WHAT TO WORK ON — Please copy each line in the records below that contains the string "query".

(Stored entries)

+++

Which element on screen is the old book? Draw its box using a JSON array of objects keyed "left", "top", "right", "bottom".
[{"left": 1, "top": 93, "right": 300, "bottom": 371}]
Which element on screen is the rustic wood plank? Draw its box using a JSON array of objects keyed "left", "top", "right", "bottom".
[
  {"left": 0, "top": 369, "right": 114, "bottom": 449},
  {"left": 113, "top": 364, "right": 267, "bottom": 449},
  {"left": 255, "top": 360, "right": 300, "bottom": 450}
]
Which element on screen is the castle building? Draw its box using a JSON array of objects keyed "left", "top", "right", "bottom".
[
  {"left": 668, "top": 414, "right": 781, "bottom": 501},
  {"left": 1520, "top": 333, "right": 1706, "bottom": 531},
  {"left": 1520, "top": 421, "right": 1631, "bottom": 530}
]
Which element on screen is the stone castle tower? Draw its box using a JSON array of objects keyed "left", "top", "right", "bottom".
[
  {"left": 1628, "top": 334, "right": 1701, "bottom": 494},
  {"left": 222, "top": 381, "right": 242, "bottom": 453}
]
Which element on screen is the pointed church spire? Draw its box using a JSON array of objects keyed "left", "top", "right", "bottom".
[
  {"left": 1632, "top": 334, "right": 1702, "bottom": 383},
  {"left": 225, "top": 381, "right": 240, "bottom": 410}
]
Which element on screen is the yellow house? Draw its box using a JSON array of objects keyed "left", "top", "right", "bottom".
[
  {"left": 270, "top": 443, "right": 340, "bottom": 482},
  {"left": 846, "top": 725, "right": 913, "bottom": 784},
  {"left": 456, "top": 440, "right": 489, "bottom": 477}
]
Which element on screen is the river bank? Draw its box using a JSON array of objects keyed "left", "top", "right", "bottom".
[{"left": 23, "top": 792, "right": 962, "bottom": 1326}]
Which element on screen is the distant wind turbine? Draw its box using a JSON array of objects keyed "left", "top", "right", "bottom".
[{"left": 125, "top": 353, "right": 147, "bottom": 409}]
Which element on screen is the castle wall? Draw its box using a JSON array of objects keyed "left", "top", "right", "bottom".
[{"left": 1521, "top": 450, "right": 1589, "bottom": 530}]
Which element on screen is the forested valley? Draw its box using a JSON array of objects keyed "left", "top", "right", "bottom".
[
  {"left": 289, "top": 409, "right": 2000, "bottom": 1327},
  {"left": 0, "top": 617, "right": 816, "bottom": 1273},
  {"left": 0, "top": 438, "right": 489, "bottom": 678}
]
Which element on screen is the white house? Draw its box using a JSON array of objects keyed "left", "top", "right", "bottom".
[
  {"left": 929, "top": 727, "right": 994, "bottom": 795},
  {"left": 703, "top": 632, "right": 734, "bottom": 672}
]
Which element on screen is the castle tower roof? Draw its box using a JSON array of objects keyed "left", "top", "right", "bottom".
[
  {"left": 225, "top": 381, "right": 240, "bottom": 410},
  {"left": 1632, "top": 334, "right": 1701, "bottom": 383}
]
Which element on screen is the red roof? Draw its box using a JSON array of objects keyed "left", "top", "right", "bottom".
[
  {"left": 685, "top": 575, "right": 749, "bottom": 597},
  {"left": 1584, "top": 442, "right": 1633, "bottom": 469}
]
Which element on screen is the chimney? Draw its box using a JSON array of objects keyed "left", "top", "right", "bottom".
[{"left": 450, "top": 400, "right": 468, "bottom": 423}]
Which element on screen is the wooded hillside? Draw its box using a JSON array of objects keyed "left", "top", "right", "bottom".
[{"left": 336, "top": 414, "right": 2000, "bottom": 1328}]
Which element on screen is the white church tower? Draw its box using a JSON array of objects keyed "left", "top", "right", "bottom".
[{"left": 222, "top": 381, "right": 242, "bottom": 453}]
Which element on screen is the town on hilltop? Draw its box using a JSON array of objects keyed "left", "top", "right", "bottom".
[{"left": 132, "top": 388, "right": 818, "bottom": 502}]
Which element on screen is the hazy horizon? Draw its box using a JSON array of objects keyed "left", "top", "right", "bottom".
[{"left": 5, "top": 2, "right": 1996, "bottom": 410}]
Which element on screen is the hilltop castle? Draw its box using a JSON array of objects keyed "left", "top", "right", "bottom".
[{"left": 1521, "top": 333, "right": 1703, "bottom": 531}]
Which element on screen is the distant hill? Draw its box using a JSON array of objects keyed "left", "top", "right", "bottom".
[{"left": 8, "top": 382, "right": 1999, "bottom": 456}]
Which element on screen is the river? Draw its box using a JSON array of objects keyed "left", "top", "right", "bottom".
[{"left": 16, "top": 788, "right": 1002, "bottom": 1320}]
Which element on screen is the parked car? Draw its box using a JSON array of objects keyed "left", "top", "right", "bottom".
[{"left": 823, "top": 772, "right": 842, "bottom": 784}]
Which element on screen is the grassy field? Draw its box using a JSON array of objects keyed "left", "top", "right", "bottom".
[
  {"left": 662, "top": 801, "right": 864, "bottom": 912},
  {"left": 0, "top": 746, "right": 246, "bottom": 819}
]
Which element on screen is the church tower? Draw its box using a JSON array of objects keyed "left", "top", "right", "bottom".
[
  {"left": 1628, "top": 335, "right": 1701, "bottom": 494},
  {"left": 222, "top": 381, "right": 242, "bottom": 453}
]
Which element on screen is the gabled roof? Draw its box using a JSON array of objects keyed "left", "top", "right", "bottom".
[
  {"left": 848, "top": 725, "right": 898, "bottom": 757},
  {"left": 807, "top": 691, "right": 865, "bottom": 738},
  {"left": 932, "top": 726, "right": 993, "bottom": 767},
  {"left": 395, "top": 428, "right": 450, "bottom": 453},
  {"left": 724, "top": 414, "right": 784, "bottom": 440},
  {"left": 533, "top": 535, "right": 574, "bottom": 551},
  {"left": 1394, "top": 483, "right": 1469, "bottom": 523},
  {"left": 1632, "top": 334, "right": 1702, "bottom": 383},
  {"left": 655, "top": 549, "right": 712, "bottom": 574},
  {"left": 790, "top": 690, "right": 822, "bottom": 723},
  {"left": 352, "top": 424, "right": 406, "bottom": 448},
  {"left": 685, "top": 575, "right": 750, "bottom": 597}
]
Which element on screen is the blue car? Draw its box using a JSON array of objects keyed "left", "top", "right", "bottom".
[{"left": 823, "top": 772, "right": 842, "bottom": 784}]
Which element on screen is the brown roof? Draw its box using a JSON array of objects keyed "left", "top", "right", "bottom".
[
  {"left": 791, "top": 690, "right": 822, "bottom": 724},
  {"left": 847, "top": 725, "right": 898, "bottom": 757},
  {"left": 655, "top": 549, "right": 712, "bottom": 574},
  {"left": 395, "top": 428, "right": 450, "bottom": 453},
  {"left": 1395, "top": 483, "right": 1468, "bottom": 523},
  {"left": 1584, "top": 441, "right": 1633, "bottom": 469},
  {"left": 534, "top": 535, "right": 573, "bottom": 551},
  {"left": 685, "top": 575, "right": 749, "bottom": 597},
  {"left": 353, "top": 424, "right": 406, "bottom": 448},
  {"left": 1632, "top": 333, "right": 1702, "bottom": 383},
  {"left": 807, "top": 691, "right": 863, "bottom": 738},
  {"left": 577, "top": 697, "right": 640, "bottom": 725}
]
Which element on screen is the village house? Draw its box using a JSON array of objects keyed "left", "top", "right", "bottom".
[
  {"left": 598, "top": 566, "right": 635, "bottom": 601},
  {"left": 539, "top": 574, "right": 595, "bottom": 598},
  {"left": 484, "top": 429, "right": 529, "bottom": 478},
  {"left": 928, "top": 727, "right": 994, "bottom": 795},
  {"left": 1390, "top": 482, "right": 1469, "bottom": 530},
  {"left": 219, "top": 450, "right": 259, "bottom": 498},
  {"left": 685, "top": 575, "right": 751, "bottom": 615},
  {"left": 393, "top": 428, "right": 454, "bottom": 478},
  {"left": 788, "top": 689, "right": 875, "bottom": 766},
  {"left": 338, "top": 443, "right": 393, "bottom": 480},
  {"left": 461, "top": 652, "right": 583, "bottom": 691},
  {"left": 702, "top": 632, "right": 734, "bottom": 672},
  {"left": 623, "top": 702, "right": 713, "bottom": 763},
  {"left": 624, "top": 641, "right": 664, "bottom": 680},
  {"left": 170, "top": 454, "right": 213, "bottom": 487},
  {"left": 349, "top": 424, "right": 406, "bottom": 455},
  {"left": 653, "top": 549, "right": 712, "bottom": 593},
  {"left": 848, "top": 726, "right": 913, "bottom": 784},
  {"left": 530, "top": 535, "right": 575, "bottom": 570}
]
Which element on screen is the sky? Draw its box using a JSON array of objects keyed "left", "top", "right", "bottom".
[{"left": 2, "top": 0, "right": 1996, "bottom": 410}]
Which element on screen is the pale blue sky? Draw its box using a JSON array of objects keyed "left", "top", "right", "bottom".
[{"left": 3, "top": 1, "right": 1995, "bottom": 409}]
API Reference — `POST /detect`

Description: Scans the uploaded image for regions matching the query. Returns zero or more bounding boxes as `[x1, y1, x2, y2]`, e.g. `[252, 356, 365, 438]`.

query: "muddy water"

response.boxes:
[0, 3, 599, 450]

+++

ANSWER SECTION —
Description: Scans the uploaded image for regions matching the query. Returns zero or more bounding boxes as `[x1, y1, x2, y2]`, e.g. `[252, 356, 365, 438]`.
query: "muddy water"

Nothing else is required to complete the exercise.